#### VERIFIQUE A COMPREENSÃO
(a) Responda às perguntas a seguir com base no texto sobre as pegadas de White Sands.
(i) Em que estado dos Estados Unidos fica o White Sands National Park?
(ii) Entre quais datas foram datadas as novas pegadas encontradas no parque?
(iii) Segundo a hipótese "Clovis First", quando teria ocorrido a primeira ocupação humana nas Américas?
(b) Repita o trecho do texto sobre as pegadas de White Sands, copiando tudo desde "O White Sands" até "mil anos atrás.".
── TEXTO DE LEITURA
Pesquisadores encontram evidência de ocupação humana nas Américas entre 22 e 21 mil anos atrás

Por Enrico Di Gregorio

O White Sands National Park (WHSA), localizado no Novo México, Estados Unidos, é um parque nacional com um vasto registro sobre a pré-história da região. No ano passado, foi descoberta uma trilha de pegadas que revelava importantes interações paleoecológicas entre os seres humanos pré-históricos e a megafauna (matéria sobre esse estudo no nosso site: https://arqueologiaeprehistoria.com/2020/10/20/maior-trilha-de-pegadas-humanas-do-pleistoceno-tardio-revela-importantes-interacoes-paleoecologicas/). Dessa vez, pesquisadores encontraram mais trilhas de pegadas arqueológicas no parque. Dessa vez, foi outro fator de importância (e não a associação com megafauna) que colocou a descoberta em destaque: essas pegadas foram datadas entre 22.8 e 21.13 mil anos atrás.

Mas por que essa descoberta é importante? Durante muito tempo, a hipótese vigente sobre a ocupação das Américas foi a conhecida como “Clovis First”, ou “Clovis primeiro”. Essa hipótese defendia, principalmente, que a primeira ocupação humana nas Américas teria ocorrido entre 13.2 e 12.9 mil anos atrás, por uma população de caçadores de mamutes que produziam grandes pontas de lança de pedra lascada. A indústria e cultura arqueológica dessa população ficou conhecida como “Pontas Clovis” e “Cultura Clovis”. Apesar disso, outras hipóteses começaram a surgir ao passar do tempo, conforme novas evidências de ocupações anteriores à Clovis eram descobertas em todo o continente americano. Para um debate mais extenso sobre a ocupação das Américas, checar as matérias “A ocupação do continente americano à luz dos novos dados genéticos e o sensacionalismo midiático” e “Evidência genética australo-melanésia em grupos nativos da América do Sul”, aqui no Arqueologia & Pré-história.
────
── MATERIAL FORNECIDO
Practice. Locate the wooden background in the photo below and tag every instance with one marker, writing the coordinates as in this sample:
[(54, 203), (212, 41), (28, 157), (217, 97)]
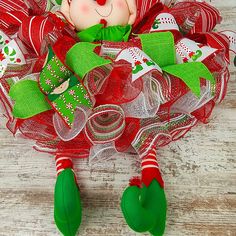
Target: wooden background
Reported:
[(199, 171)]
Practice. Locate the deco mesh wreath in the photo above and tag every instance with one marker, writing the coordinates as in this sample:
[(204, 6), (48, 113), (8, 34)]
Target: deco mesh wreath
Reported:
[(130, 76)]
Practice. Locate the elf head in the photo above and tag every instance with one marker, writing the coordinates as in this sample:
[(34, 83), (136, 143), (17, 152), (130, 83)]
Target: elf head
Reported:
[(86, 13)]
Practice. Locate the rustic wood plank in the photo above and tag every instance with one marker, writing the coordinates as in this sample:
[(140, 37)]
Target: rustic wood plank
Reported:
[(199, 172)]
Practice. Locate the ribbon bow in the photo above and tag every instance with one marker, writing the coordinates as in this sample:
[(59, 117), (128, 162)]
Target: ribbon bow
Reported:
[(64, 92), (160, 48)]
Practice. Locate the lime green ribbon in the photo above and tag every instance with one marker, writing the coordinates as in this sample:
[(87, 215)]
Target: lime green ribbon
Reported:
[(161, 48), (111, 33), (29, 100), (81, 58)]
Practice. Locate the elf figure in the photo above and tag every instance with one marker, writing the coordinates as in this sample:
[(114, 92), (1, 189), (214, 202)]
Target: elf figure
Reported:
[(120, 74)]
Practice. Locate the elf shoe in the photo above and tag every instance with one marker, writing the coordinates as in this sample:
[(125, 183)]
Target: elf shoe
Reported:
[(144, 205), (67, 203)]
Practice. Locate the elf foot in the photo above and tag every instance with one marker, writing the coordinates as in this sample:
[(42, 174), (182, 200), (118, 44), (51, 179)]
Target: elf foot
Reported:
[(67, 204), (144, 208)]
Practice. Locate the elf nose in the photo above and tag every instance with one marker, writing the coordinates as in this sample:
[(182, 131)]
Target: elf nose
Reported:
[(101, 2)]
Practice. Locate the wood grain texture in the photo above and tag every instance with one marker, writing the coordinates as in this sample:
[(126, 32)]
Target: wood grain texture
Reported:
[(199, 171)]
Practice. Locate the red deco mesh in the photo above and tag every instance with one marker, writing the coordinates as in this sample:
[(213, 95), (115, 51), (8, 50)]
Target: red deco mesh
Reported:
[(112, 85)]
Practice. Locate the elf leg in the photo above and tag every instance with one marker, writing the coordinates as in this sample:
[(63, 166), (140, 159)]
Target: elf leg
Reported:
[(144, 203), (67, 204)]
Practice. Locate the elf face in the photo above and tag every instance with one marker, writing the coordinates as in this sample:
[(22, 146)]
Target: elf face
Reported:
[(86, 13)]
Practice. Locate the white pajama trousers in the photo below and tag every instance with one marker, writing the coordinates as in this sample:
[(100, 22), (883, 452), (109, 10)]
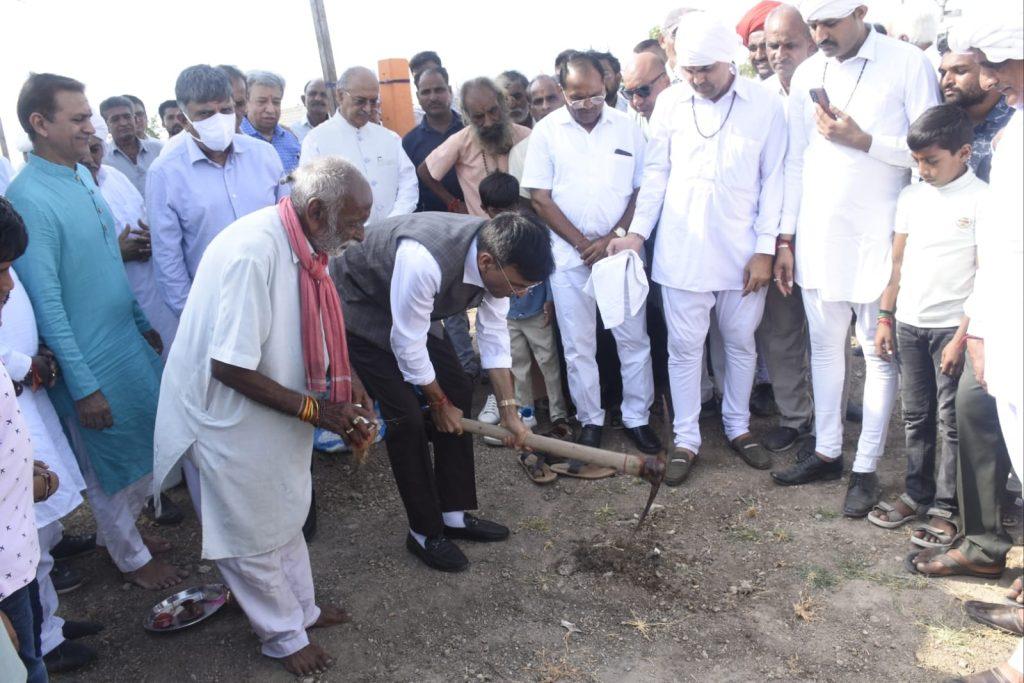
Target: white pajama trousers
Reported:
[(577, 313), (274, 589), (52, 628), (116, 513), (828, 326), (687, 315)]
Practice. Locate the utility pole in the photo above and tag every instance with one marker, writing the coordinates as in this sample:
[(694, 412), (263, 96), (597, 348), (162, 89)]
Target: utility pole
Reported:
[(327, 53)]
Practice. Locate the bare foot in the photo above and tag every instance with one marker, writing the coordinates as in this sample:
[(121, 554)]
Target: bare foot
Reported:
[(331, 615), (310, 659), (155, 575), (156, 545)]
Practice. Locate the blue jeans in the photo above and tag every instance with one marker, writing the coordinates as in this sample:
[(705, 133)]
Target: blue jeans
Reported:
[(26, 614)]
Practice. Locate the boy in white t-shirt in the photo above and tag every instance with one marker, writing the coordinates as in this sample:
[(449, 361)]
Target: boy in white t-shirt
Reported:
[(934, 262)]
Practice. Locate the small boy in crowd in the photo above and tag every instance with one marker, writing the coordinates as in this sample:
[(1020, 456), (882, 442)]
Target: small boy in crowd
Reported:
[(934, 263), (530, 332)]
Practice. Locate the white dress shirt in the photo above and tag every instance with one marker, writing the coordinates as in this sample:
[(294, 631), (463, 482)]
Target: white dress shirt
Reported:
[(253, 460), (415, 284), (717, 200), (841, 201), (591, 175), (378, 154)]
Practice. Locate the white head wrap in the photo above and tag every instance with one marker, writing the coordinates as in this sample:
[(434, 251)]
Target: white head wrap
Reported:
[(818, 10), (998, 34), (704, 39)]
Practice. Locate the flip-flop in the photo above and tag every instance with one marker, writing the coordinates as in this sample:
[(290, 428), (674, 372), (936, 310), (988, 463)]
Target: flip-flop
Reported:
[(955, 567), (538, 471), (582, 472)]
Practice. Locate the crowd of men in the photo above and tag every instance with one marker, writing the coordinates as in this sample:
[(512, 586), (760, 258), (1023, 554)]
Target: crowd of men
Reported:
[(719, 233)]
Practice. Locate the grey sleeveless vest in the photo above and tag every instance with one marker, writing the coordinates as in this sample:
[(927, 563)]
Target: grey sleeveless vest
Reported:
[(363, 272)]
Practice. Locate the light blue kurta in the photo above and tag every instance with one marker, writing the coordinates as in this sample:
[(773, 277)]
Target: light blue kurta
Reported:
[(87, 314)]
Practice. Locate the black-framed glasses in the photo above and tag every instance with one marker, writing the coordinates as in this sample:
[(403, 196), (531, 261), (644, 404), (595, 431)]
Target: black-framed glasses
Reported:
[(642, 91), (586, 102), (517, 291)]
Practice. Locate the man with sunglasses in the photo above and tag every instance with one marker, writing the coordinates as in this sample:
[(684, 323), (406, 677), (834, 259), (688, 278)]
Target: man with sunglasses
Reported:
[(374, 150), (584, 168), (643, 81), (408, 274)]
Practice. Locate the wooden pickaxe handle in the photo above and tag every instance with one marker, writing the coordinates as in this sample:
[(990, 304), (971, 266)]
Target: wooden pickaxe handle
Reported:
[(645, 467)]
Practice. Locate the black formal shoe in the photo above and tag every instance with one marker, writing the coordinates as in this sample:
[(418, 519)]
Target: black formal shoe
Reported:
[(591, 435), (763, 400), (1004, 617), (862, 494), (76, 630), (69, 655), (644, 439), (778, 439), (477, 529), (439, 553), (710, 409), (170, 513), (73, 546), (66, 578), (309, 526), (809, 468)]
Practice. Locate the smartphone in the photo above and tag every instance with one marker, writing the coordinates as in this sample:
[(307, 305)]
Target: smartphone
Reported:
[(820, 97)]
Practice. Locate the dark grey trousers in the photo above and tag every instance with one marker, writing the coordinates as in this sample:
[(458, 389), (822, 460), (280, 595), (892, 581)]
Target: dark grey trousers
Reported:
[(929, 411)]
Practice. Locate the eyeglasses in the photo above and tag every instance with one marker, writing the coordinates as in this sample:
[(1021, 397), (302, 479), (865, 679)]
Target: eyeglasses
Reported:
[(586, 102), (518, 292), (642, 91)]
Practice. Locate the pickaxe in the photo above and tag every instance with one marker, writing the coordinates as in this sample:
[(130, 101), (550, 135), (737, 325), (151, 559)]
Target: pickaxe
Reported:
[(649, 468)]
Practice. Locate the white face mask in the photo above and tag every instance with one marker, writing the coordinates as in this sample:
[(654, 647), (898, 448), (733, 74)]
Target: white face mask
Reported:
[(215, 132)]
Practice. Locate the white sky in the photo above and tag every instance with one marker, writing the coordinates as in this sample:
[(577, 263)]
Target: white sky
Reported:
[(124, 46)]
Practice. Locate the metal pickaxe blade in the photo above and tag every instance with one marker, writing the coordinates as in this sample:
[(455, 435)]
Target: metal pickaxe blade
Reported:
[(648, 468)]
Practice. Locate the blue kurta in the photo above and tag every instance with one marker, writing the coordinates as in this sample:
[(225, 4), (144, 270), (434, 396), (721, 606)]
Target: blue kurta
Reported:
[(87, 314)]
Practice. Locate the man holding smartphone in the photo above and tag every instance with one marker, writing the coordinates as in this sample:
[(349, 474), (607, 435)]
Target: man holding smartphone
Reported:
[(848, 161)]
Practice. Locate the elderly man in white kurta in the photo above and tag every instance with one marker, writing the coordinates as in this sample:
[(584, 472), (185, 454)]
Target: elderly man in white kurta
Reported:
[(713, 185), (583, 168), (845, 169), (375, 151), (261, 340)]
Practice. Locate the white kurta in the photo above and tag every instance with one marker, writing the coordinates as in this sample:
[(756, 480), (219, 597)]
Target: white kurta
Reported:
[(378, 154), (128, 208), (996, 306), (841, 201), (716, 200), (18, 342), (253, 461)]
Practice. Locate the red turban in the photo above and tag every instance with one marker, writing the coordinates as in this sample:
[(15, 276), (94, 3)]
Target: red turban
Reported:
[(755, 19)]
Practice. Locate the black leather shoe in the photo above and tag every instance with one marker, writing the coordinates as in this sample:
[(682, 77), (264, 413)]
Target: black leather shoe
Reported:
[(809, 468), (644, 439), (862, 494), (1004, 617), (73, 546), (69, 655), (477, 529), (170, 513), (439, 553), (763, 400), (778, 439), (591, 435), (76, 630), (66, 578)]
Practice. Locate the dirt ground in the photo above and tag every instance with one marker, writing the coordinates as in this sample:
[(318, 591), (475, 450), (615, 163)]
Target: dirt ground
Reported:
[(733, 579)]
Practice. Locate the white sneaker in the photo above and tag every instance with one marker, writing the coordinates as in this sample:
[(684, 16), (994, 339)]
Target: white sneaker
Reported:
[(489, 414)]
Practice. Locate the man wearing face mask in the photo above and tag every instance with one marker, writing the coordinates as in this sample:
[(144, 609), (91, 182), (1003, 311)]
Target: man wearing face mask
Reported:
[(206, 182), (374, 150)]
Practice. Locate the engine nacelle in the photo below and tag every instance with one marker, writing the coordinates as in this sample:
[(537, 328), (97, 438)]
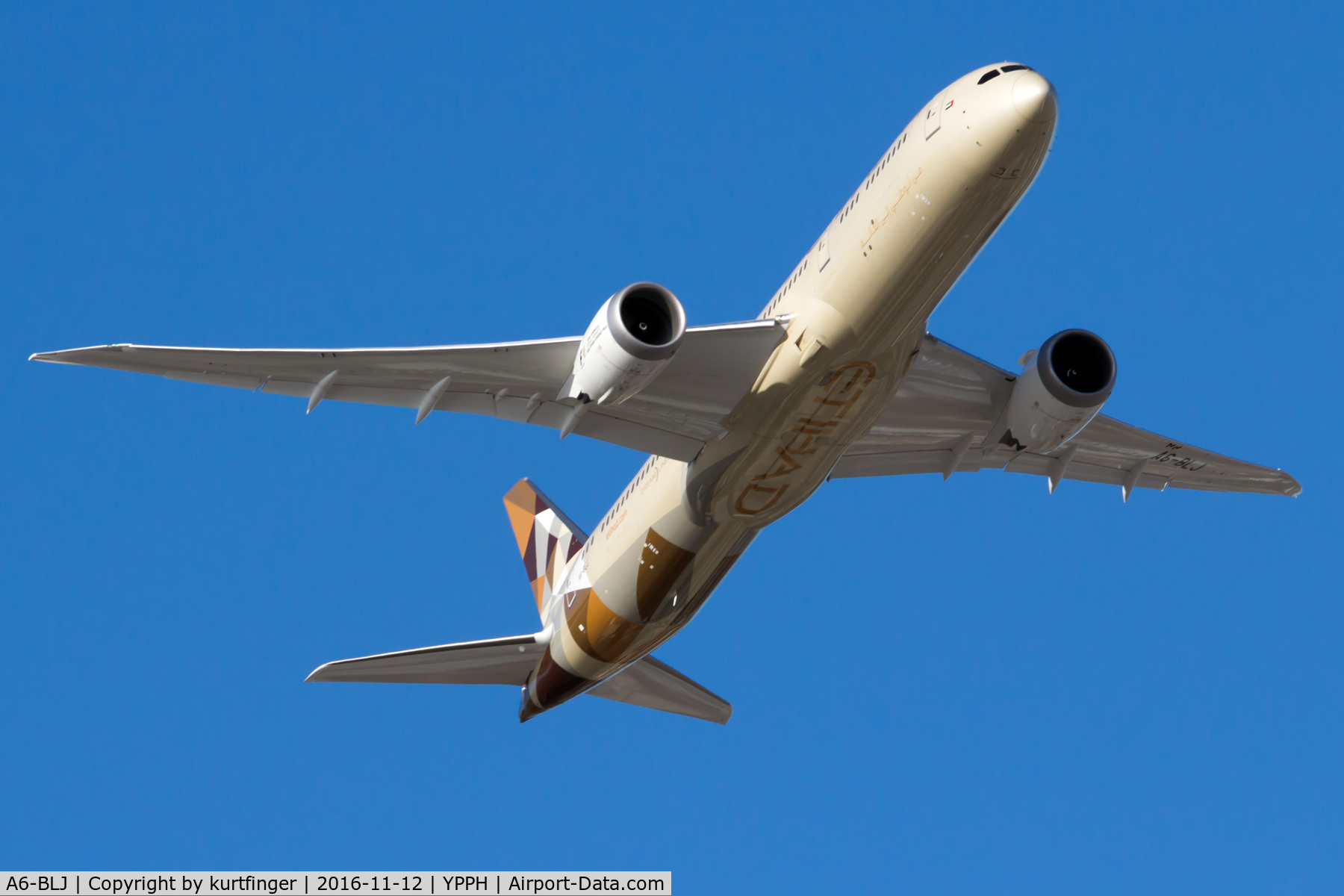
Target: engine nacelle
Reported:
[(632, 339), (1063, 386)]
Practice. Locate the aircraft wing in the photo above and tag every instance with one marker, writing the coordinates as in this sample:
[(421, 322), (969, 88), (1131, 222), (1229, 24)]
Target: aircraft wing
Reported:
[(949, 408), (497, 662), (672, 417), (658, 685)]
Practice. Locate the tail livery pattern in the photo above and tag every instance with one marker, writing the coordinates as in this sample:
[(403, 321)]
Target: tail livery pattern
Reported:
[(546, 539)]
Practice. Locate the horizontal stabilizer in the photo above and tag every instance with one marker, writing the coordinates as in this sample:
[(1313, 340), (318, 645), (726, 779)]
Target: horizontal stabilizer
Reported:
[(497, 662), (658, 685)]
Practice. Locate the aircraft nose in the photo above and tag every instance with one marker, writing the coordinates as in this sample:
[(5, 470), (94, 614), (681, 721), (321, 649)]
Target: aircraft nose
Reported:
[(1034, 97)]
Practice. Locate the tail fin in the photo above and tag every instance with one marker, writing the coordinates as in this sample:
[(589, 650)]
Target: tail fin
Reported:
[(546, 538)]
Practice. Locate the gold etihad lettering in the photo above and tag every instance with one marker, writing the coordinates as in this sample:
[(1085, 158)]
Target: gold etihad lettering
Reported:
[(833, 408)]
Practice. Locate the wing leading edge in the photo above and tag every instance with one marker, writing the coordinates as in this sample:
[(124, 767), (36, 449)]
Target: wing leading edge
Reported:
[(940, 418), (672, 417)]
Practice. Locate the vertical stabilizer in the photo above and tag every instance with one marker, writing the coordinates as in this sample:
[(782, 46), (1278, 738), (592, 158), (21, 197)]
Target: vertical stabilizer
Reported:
────
#### RESPOSTAS DA ATIVIDADE
(a)
(i) No Novo México.
(ii) Entre 22.8 e 21.13 mil anos atrás.
(iii) Entre 13.2 e 12.9 mil anos atrás.

(b)
O White Sands National Park (WHSA), localizado no Novo México, Estados Unidos, é um parque nacional com um vasto registro sobre a pré-história da região. No ano passado, foi descoberta uma trilha de pegadas que revelava importantes interações paleoecológicas entre os seres humanos pré-históricos e a megafauna (matéria sobre esse estudo no nosso site: https://arqueologiaeprehistoria.com/2020/10/20/maior-trilha-de-pegadas-humanas-do-pleistoceno-tardio-revela-importantes-interacoes-paleoecologicas/). Dessa vez, pesquisadores encontraram mais trilhas de pegadas arqueológicas no parque. Dessa vez, foi outro fator de importância (e não a associação com megafauna) que colocou a descoberta em destaque: essas pegadas foram datadas entre 22.8 e 21.13 mil anos atrás.